Texto fornecido:

Mas, então, como avançar nesse empreendimento crítico?
Um primeiro passo é a disseminação destas reflexões foucaultianas para fora do ambiente universitário -- ou, ao menos, para o maior número de pessoas. Nesse sentido, iniciativas como a do Grupo de Estudos Foucaultianos, coordenado pela Cristina Marinho, são louváveis. Eles disponibilizaram grande parte da bibliografia de Michel Foucault e seus intérpretes para download na internet. Assim, garantem a disseminação das ideias de Foucault -- aplicáveis na história, na sociologia, no direito, na ciência política, na filosofia, na psicologia -- na rede.
É interessante observar a presença de Foucault tanto nos grafites das ruas de Paris quanto em caixas de DVDs de documentários piratas vendidos na Rua Augusta em São Paulo. Isso é um avanço que pode auxiliar a superar o divórcio de que fala Safatle.

Problemas a resolver:
(a) No texto sobre Foucault, quem coordena o Grupo de Estudos Foucaultianos?
(b) Transcreva, sem nenhuma alteração, o trecho do texto sobre Foucault que começa em "Mas, então, como" e vai até "-- na rede.", inclusive.
As linhas a seguir formam um material independente do texto.

Seção de dados:
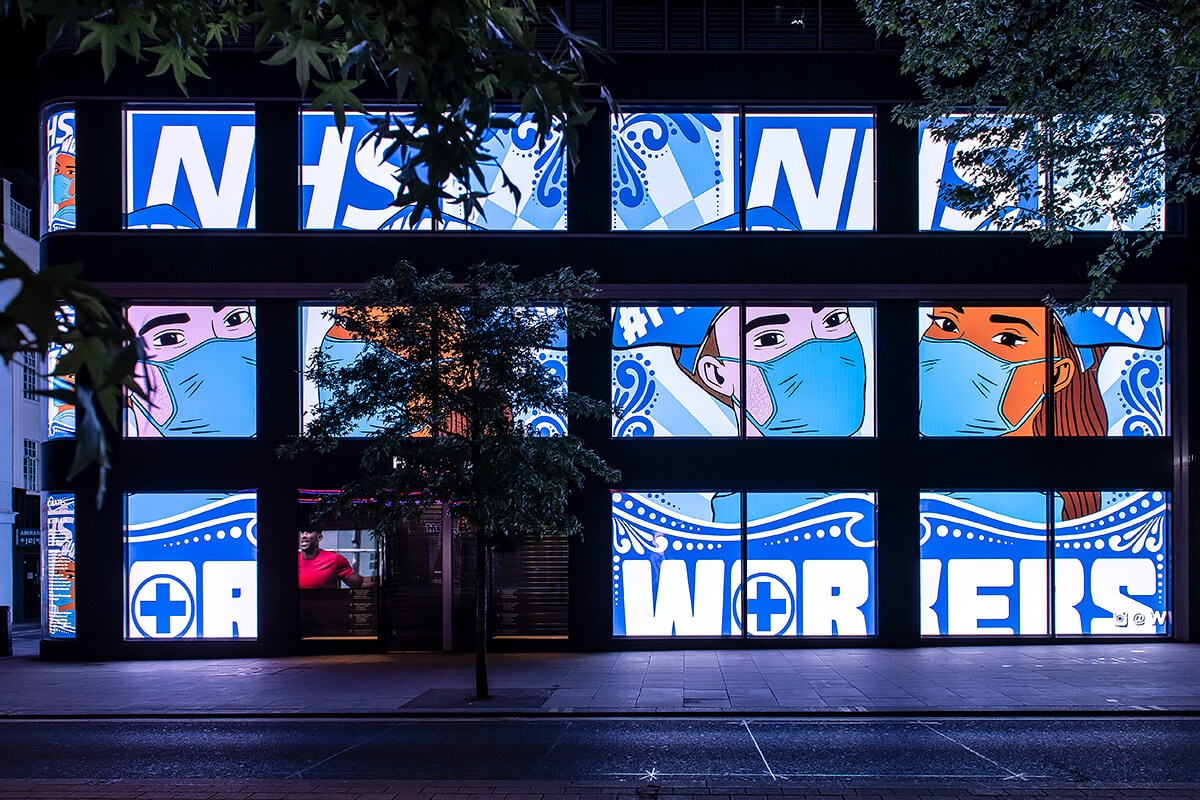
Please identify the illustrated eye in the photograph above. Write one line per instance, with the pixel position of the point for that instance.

Respostas aos problemas:
(a) Cristina Marinho.

(b)
Mas, então, como avançar nesse empreendimento crítico?
Um primeiro passo é a disseminação destas reflexões foucaultianas para fora do ambiente universitário -- ou, ao menos, para o maior número de pessoas. Nesse sentido, iniciativas como a do Grupo de Estudos Foucaultianos, coordenado pela Cristina Marinho, são louváveis. Eles disponibilizaram grande parte da bibliografia de Michel Foucault e seus intérpretes para download na internet. Assim, garantem a disseminação das ideias de Foucault -- aplicáveis na história, na sociologia, no direito, na ciência política, na filosofia, na psicologia -- na rede.